## [Your goal]
Which characters in the Plot section of the Trouble for Two text are referred to by a personal name?

## [Text]
1936 film by J. Walter Ruben

Trouble for Two is a 1936 American mystery film directed by J. Walter Ruben and starring Robert Montgomery and Rosalind Russell. It is based on The Suicide Club, a short story collection by Robert Louis Stevenson. A European prince, unhappy over an impending arranged marriage, finds intrigue at an unusual London club.

==Plot==
Prince Florizel of Corovia is unpleasantly surprised to learn that negotiations for his marriage to Princess Brenda of Irania are far advanced. He has not seen his intended bride since they were children, and at the time, he was not impressed. Luckily for him, Brenda is equally unwilling to marry him, likening it to "buying a pig in a poke". However, his father, the King, reminds him of his duty and their somewhat precarious position; only three years earlier, a revolution was suppressed, and the ringleaders are still at large. The King sends his son to London to think things over, accompanied by Colonel Geraldine.

Traveling incognito, Florizel meets a mysterious woman, Miss Vandeleur, aboard the ship bound for London. She asks him to keep an envelope and return it to her after they arrive. Intrigued, he intervenes when a menacing man enters her cabin to demand the papers, but waits in vain for her at the dock. Geraldine is suspicious and opens the envelope; they find only sheets of blank paper.

In London, they are dining at a restaurant when a young man enters with servants bearing trays of cream tarts and asks a woman patron to eat one. Suspicious, she refuses, so he consumes it himself. When the man asks Florizel, the prince not only accepts, he asks him to dinner to hear his story. The man, Cecil Barnley, confesses to having frivolously squandered his fortune and has embarked on one last silly lark before ending his life at the secret Suicide Club, which arranges deaths in such a manner as to avoid embarrassing its members or their families. Intrigued, Florizel pretends that both he and Geraldine also want to commit suicide and persuades Barnley to take them to the club.

They are scrutinized before being admitted by its president. Inside, Florizel is surprised to find Miss Vandeleur, the sole woman in a roomful of men. The president then deals each person a card: the one who gets the ace of spades is to be killed by the one dealt the ace of clubs. On this night, it is determined that Barnley is to be dispatched by Miss Vandeleur following the instructions of the president. Florizel remains unconvinced that what they saw was real.

## [Source data]

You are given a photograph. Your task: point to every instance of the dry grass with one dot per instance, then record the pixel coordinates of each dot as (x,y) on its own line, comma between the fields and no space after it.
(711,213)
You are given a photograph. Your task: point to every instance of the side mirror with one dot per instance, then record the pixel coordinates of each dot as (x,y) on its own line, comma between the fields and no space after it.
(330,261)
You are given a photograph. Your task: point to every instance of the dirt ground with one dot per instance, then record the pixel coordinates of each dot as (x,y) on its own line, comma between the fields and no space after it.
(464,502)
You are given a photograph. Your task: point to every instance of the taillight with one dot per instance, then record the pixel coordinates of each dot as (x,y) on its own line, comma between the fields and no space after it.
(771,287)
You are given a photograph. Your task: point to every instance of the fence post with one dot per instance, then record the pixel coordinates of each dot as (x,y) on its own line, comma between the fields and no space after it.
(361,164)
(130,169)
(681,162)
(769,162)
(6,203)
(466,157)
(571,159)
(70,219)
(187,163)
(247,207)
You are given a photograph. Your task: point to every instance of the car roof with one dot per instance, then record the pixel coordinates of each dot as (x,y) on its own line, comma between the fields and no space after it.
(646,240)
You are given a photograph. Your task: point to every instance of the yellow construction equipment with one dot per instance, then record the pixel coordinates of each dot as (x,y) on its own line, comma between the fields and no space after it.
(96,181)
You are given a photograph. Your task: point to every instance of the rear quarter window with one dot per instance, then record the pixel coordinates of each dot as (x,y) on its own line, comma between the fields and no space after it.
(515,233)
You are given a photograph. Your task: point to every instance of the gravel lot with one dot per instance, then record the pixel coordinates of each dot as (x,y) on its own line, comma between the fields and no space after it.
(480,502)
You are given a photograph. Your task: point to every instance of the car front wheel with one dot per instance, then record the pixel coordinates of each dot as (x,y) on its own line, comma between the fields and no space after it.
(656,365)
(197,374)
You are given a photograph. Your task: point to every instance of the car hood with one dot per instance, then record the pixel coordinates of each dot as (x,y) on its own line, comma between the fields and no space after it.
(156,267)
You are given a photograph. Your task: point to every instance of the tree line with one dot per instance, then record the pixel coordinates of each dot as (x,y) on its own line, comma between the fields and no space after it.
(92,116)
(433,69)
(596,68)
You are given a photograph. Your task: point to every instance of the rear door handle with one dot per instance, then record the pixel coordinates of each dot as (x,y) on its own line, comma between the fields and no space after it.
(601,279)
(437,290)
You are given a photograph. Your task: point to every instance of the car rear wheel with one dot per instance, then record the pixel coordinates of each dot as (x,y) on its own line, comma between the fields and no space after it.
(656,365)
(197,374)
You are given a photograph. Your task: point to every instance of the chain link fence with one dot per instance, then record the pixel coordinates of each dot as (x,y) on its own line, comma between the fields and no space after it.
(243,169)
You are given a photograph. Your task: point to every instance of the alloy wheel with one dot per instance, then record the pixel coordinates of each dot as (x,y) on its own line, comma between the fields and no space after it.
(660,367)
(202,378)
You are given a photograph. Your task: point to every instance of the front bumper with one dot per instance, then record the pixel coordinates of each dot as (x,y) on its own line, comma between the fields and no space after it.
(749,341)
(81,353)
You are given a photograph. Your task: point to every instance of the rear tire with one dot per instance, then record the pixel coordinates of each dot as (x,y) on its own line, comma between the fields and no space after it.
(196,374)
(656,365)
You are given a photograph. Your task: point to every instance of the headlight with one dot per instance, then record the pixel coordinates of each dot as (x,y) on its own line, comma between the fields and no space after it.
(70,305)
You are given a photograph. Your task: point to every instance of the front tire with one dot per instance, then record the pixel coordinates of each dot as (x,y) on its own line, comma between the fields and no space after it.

## [Solution]
Prince Florizel of Corovia, Princess Brenda of Irania, Colonel Geraldine, Miss Vandeleur, and Cecil Barnley.